SQL调优分析200倍性能提升

news2026/2/16 8:04:41

原始SQL：

select
   distinct cert.emp_id 
from
   cm_log cl 
inner join
   (
     select
     emp.id as emp_id,
     emp_cert.id as cert_id 
     from
     employee emp 
     left join
     emp_certificate emp_cert 
     on emp.id = emp_cert.emp_id 
     where
     emp.is_deleted=0
   ) cert 
      on (
        cl.ref_table='Employee' 
        and cl.ref_oid= cert.emp_id
      ) 
      or (
        cl.ref_table='EmpCertificate' 
        and cl.ref_oid= cert.cert_id
      ) 
where
   cl.last_upd_date >='2013-11-07 15:03:00' 
   and cl.last_upd_date<='2013-11-08 16:00:00'

运行一下，53条记录 1.87秒，又没有用聚合语句，比较慢。

执行计划内容：

执行计划分析：

首先mysql根据idx_last_upd_date索引扫描cm_log表获得379条记录；然后查表扫描了63727条记录，分为两部分，derived表示构造表，也就是不存在的表，可以简单理解成是一个语句形成的结果集，后面的数字表示语句的ID。

derived2表示的是ID = 2的查询构造了虚拟表，并且返回了63727条记录。我们再来看看ID = 2的语句究竟做了写什么返回了这么大量的数据，首先全表扫描employee表13317条记录，然后根据索引emp_certificate_empid关联emp_certificate表，rows = 1表示，每个关联都只锁定了一条记录，效率比较高。

• _要求 A_
根据原文，原始SQL运行一次返回了多少条记录，用了多长时间？
• _要求 B_
请照原样抄录原文中从“运行一下，53条记录 1.87秒，又没有用聚合语句，比较慢。”到“形成的结果集，后面的数字表示语句的ID。”的那一段。
后面的列表与此处内容毫无关系。

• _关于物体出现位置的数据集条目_
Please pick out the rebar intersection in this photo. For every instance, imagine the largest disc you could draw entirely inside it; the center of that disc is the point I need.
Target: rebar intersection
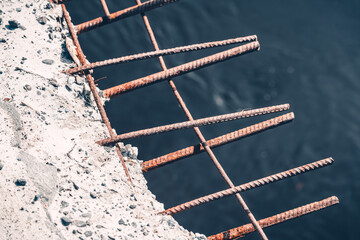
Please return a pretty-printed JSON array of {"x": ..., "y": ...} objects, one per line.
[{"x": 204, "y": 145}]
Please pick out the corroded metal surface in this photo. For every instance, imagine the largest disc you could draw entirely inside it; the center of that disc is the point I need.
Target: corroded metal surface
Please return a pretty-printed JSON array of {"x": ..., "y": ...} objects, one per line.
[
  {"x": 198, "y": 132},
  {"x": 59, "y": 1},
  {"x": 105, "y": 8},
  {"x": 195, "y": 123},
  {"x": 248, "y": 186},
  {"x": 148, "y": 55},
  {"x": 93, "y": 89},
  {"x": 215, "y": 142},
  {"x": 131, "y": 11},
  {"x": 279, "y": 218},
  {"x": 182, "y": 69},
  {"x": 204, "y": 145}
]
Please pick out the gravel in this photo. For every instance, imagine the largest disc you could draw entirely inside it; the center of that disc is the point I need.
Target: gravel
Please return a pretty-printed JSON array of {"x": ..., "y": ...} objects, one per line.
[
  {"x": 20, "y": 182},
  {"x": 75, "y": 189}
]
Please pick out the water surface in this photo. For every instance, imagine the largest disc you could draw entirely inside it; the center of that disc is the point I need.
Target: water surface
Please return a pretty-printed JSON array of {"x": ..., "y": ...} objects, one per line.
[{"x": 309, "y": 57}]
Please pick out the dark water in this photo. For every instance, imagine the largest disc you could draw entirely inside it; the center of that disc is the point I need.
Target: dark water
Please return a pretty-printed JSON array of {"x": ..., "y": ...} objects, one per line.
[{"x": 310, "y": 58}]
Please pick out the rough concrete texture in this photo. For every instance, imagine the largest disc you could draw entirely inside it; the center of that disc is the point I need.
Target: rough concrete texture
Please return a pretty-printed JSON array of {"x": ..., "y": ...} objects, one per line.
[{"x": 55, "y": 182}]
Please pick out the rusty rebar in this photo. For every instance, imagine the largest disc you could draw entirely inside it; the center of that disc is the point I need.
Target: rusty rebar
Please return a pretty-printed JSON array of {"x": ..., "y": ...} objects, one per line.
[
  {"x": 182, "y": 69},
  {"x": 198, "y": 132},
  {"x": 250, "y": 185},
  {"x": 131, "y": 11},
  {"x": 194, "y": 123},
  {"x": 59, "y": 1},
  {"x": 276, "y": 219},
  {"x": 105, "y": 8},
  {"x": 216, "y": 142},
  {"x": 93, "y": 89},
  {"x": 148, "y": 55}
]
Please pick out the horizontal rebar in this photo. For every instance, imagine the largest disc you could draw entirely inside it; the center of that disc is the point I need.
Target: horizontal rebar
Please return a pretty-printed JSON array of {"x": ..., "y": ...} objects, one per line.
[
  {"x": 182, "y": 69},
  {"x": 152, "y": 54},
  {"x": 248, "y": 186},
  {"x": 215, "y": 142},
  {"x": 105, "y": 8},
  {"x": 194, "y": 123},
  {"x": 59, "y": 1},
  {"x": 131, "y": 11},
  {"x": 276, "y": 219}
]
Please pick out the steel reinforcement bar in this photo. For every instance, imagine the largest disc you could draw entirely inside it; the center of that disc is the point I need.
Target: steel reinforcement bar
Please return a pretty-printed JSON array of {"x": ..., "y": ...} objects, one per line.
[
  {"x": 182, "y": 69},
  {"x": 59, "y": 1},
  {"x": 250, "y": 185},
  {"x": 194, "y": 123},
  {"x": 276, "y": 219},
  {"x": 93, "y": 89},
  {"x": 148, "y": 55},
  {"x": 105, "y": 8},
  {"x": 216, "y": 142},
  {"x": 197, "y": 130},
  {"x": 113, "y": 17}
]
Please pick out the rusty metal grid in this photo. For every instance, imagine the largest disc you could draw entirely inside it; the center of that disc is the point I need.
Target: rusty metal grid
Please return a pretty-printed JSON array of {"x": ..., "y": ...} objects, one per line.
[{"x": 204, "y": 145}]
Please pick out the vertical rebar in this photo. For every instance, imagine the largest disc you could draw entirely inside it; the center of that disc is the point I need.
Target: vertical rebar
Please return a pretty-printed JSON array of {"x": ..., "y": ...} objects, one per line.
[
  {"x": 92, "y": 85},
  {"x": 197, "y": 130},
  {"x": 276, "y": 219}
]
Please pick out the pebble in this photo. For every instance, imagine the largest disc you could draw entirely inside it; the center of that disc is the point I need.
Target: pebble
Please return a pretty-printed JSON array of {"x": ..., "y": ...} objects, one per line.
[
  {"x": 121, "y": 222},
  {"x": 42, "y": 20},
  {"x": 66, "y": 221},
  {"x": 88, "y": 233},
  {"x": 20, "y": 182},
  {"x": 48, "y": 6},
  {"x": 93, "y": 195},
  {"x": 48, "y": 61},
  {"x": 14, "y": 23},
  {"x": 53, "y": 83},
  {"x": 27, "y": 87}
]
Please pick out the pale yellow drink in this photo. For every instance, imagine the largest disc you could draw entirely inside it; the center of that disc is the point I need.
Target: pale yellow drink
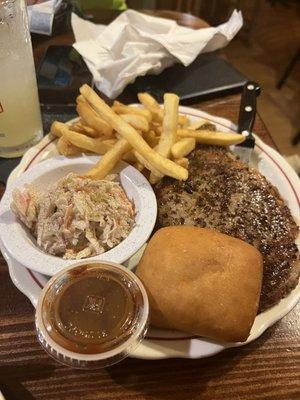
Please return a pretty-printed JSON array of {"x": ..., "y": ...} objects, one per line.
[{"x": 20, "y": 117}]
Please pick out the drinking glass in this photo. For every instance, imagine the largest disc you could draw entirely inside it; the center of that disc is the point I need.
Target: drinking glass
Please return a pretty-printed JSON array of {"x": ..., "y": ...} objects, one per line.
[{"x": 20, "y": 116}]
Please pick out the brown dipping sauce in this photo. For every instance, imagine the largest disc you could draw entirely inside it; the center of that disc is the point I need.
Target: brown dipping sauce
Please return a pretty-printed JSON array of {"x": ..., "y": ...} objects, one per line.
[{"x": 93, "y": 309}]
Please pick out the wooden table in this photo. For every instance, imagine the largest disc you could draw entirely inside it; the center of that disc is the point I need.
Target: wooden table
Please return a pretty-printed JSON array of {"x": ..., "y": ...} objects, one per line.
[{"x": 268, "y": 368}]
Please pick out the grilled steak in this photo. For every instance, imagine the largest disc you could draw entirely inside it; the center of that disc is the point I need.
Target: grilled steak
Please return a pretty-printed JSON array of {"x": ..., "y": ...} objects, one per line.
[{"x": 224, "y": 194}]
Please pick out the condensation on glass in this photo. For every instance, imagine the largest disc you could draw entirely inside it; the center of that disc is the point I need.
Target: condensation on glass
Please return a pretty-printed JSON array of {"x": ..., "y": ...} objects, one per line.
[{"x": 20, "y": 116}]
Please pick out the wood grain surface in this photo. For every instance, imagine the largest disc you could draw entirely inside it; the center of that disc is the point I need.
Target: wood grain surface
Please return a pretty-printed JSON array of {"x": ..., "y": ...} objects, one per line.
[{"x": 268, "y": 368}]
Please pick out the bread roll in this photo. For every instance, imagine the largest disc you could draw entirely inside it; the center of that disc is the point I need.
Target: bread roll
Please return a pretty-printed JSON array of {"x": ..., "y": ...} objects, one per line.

• _解答 A_
返回53条记录，用时1.87秒。

• _解答 B_
运行一下，53条记录 1.87秒，又没有用聚合语句，比较慢。

执行计划内容：

执行计划分析：

首先mysql根据idx_last_upd_date索引扫描cm_log表获得379条记录；然后查表扫描了63727条记录，分为两部分，derived表示构造表，也就是不存在的表，可以简单理解成是一个语句形成的结果集，后面的数字表示语句的ID。